Provided text:
Nano Fluid Heat Transfer in a Porous Heat Exchanger, ANSYS Fluent CFD Simulation Tutorial

Description

This project simulates the heat transfer of a nanofluid flowing through a porous-medium heat exchanger using ANSYS Fluent.

The core of this case is the nanofluid itself. A nanofluid is a base fluid, such as water, carrying suspended nanoparticles. Those particles raise the fluid's effective thermal conductivity, so a nanofluid can move more heat than the base fluid alone — which is why nanofluids are attractive in heat-exchanger and cooling applications. Rather than resolving individual particles, the nanofluid is treated as a single fluid with modified thermophysical properties, and this porous heat exchanger is a practical setting to demonstrate the heat-transfer benefit it provides.

The exchanger uses a porous medium as its heat-transfer core. Porous media contain many small pores and passages that greatly increase the internal surface area available for heat exchange, which is why they appear across industry — in crude-oil production, building insulation, and heat-recovery exchangers, among others. Here the nanofluid flows through this porous section and exchanges heat with it.

The geometry was built in ANSYS Design Modeler and meshed in ANSYS Meshing, using a structured grid for the upstream and downstream sections and an unstructured grid for the middle (porous) region, for a total of 1,901,882 cells.

Simulation Methodology

The incoming working fluid is a nanofluid, defined through its effective properties, and the energy equation is enabled to resolve the temperature field. The flow enters at 1.63 m/s; the porous core is held at 343 K and the tube wall at 293 K, setting up the temperature difference that drives the heat transfer.

Results & Conclusion

After solving, contours of pressure, velocity, and temperature were obtained, along with streamlines and velocity vectors. The temperature contours clearly show the heat exchange taking place, particularly within the porous region, and the velocity vectors follow the pores and passages of the porous medium as the nanofluid works its way through it.

Task set:
a - According to the nanofluid tutorial, at what temperature is the porous core held?
b - Copy the nanofluid tutorial word for word, everything from "Nano Fluid Heat" down to "benefit it provides.".

Listed entries:
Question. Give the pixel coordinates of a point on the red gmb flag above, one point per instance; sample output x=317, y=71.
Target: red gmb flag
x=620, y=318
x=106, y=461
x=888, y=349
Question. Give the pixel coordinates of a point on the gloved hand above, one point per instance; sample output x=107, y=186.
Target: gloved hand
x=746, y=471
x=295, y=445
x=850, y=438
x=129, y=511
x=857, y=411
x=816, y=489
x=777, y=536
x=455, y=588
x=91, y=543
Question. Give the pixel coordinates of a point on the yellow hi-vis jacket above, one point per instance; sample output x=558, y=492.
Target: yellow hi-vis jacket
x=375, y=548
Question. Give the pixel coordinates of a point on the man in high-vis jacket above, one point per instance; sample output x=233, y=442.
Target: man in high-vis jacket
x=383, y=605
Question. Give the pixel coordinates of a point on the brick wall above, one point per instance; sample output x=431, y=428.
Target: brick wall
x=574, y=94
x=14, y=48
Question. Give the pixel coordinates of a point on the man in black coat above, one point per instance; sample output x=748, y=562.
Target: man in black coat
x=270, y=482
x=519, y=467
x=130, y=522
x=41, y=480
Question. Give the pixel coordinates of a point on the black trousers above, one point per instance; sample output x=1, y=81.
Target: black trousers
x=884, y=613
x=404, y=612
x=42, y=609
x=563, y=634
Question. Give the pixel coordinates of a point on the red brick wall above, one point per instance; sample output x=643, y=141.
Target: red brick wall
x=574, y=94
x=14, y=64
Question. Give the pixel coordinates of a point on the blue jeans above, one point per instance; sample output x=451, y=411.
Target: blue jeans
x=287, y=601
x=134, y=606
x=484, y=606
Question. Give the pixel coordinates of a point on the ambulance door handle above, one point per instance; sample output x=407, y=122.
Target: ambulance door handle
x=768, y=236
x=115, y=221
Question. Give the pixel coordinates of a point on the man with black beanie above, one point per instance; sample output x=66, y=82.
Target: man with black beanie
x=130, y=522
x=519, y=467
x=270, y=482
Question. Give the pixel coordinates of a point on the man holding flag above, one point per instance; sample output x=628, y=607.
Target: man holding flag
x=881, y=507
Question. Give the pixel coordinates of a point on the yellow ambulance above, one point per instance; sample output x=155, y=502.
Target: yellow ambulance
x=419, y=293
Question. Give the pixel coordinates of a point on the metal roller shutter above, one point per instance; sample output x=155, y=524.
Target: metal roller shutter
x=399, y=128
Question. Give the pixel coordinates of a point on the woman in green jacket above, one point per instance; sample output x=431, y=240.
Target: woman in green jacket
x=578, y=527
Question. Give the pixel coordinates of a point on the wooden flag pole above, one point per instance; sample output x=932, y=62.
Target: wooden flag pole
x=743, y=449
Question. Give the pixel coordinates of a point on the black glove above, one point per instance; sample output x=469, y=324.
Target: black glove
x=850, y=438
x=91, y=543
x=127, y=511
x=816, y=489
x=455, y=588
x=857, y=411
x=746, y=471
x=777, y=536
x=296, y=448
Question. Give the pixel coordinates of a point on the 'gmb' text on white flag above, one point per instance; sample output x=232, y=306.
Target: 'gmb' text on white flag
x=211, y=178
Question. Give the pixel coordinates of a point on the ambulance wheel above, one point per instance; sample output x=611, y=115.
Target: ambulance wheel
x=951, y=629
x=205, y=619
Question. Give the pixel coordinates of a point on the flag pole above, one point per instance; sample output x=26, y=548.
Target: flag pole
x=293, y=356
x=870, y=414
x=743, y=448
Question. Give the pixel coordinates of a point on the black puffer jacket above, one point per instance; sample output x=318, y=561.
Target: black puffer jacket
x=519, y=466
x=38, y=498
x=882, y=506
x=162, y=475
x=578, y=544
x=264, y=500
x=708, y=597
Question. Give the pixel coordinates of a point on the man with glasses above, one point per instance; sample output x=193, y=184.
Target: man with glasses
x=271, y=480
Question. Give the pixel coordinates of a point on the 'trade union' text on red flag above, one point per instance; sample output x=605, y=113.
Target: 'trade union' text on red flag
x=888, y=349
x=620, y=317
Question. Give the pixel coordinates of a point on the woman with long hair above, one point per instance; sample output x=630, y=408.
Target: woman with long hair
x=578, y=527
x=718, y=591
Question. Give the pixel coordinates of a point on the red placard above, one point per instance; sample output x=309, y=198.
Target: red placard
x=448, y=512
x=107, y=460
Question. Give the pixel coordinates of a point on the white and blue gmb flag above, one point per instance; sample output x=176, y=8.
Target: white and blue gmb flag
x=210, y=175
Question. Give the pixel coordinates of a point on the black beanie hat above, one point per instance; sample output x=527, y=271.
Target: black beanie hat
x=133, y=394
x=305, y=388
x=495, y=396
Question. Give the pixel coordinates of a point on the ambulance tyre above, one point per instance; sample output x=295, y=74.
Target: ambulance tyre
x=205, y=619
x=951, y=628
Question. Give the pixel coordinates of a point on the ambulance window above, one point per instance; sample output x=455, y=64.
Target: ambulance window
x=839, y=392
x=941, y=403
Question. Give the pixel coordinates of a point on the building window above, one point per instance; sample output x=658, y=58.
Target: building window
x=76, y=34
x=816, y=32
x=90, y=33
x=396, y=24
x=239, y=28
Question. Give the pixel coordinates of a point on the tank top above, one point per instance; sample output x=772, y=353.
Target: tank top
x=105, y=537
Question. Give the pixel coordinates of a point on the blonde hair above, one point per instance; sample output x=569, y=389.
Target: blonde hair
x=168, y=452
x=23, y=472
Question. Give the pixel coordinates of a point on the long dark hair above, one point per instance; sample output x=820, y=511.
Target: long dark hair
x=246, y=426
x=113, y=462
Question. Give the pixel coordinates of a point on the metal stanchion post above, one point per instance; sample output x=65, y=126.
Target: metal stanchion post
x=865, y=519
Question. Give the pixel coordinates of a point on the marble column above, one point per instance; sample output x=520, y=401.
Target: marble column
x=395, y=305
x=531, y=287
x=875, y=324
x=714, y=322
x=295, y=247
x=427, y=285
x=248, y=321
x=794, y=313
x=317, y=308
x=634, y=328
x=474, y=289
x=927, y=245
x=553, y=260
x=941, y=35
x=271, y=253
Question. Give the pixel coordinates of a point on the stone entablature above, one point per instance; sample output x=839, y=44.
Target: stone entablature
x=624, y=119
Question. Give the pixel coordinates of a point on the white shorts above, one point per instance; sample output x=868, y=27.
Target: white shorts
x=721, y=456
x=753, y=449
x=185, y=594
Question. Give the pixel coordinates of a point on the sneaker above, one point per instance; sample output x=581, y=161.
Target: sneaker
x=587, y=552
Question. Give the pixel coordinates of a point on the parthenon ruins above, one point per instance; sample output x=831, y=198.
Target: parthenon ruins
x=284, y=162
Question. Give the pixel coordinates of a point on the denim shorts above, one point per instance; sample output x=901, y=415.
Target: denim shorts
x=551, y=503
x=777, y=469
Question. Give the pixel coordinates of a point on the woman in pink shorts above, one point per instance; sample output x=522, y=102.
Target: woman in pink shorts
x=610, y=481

Answers by task:
a - 343 K

b -
Nano Fluid Heat Transfer in a Porous Heat Exchanger, ANSYS Fluent CFD Simulation Tutorial

Description

This project simulates the heat transfer of a nanofluid flowing through a porous-medium heat exchanger using ANSYS Fluent.

The core of this case is the nanofluid itself. A nanofluid is a base fluid, such as water, carrying suspended nanoparticles. Those particles raise the fluid's effective thermal conductivity, so a nanofluid can move more heat than the base fluid alone — which is why nanofluids are attractive in heat-exchanger and cooling applications. Rather than resolving individual particles, the nanofluid is treated as a single fluid with modified thermophysical properties, and this porous heat exchanger is a practical setting to demonstrate the heat-transfer benefit it provides.